**WHAT IS ASKED**
Please copy out every one of the entries below, keeping each line unchanged.

+ + + + +

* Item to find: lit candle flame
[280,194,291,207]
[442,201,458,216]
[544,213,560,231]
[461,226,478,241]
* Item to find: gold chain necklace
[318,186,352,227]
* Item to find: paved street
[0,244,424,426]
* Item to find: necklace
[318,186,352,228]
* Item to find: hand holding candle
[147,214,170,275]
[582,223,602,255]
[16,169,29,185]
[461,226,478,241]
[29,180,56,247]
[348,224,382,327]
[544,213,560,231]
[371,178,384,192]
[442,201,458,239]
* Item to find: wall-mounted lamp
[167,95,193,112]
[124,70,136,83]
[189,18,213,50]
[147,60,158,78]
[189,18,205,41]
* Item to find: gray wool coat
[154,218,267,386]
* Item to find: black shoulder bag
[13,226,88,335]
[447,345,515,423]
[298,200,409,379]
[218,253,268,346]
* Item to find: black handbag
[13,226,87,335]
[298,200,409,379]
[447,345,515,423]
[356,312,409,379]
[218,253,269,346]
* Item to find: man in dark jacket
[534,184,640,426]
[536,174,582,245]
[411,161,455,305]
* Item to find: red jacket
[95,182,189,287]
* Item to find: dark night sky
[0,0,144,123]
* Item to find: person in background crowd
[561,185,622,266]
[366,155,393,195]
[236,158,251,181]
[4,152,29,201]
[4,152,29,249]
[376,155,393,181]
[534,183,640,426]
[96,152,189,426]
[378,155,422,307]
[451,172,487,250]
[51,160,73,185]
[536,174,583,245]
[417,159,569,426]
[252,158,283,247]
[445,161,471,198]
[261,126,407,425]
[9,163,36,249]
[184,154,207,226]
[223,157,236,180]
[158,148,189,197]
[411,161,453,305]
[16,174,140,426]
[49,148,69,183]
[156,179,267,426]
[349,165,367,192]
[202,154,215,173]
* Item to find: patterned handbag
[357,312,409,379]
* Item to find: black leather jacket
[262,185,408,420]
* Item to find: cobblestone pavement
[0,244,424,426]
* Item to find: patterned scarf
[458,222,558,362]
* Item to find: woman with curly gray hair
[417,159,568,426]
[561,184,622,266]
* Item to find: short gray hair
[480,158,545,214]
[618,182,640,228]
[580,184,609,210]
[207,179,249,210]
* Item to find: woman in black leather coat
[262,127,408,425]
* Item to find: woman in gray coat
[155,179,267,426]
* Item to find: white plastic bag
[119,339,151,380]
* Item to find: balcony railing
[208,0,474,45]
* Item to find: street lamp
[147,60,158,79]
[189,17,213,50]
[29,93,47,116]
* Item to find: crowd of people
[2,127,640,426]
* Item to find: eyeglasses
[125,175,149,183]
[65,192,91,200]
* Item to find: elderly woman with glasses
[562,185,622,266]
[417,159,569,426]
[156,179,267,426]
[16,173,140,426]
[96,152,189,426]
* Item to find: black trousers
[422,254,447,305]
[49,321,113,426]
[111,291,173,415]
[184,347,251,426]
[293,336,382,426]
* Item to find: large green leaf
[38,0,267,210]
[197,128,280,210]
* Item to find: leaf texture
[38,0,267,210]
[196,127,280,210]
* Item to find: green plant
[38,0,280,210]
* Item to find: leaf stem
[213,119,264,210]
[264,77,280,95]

+ + + + +

**SOLUTION TO THIS EXERCISE**
* Item to find: lit candle flame
[280,194,291,207]
[442,201,458,216]
[544,213,560,231]
[461,226,478,241]
* Item to find: gold chain necklace
[318,186,352,227]
* Item to find: paved street
[0,244,424,426]
* Item to find: necklace
[318,186,352,228]
* Item to find: hand holding candle
[147,214,170,275]
[582,223,602,255]
[16,169,29,185]
[461,226,478,241]
[29,180,56,247]
[348,224,382,327]
[544,213,560,231]
[371,178,384,192]
[442,201,458,239]
* Item to find: wall-mounted lamp
[167,95,193,112]
[124,70,136,83]
[189,18,213,50]
[147,60,158,78]
[189,18,205,41]
* Item to find: gray wool coat
[154,218,267,386]
* Item to find: black shoulder bag
[13,226,88,335]
[447,345,515,423]
[298,200,409,379]
[218,253,268,346]
* Item to find: black handbag
[13,226,87,335]
[298,200,409,379]
[447,345,515,423]
[356,312,409,379]
[218,253,269,346]
* Item to find: man in dark jacket
[534,184,640,426]
[536,174,582,245]
[411,161,455,305]
* Item to find: red jacket
[95,182,189,287]
* Item to find: dark night sky
[0,0,144,123]
* Item to find: person in background crowd
[561,185,622,266]
[366,155,393,195]
[236,158,251,181]
[4,152,29,201]
[4,152,29,249]
[376,155,393,181]
[534,183,640,426]
[96,152,189,426]
[378,155,422,307]
[451,172,487,250]
[51,160,73,185]
[536,174,583,245]
[417,159,569,426]
[252,158,283,247]
[445,161,471,198]
[261,126,407,425]
[9,163,36,249]
[184,154,207,226]
[223,157,236,180]
[158,148,189,197]
[411,161,453,305]
[16,174,140,426]
[49,148,69,183]
[156,179,267,426]
[349,165,367,192]
[202,154,215,173]
* Item to find: patterned handbag
[357,312,409,379]
* Item to find: black leather jacket
[262,185,408,420]
* Item to find: cobblestone pavement
[0,244,424,426]
* Item to find: patterned scarf
[458,222,558,362]
* Item to find: woman with curly gray hair
[417,159,568,426]
[561,184,622,266]
* Item to find: short gray hair
[480,158,545,214]
[618,182,640,228]
[580,184,609,210]
[207,179,249,210]
* Item to find: woman in black leather coat
[262,127,408,425]
* Item to find: woman in gray coat
[155,179,267,426]
* Item to find: white plastic bag
[119,339,151,380]
* Item to find: balcony railing
[208,0,474,45]
* Item to find: street lamp
[147,60,158,79]
[189,17,213,50]
[29,93,47,116]
* Item to find: crowd of people
[2,127,640,426]
* Item to find: eyeglasses
[125,175,149,183]
[65,192,91,200]
* Item to find: elderly woman with glasses
[562,185,622,266]
[417,159,569,426]
[156,179,267,426]
[16,173,140,426]
[96,152,189,426]
* Item to find: black trousers
[422,254,447,305]
[49,321,113,426]
[111,291,173,415]
[184,347,251,426]
[293,336,382,426]
* Item to find: large green leaf
[38,0,267,210]
[197,128,280,210]
* Item to find: leaf texture
[38,0,267,210]
[196,127,280,210]
* Item to find: green plant
[38,0,280,210]
* Item to find: leaf stem
[213,119,264,210]
[264,77,280,95]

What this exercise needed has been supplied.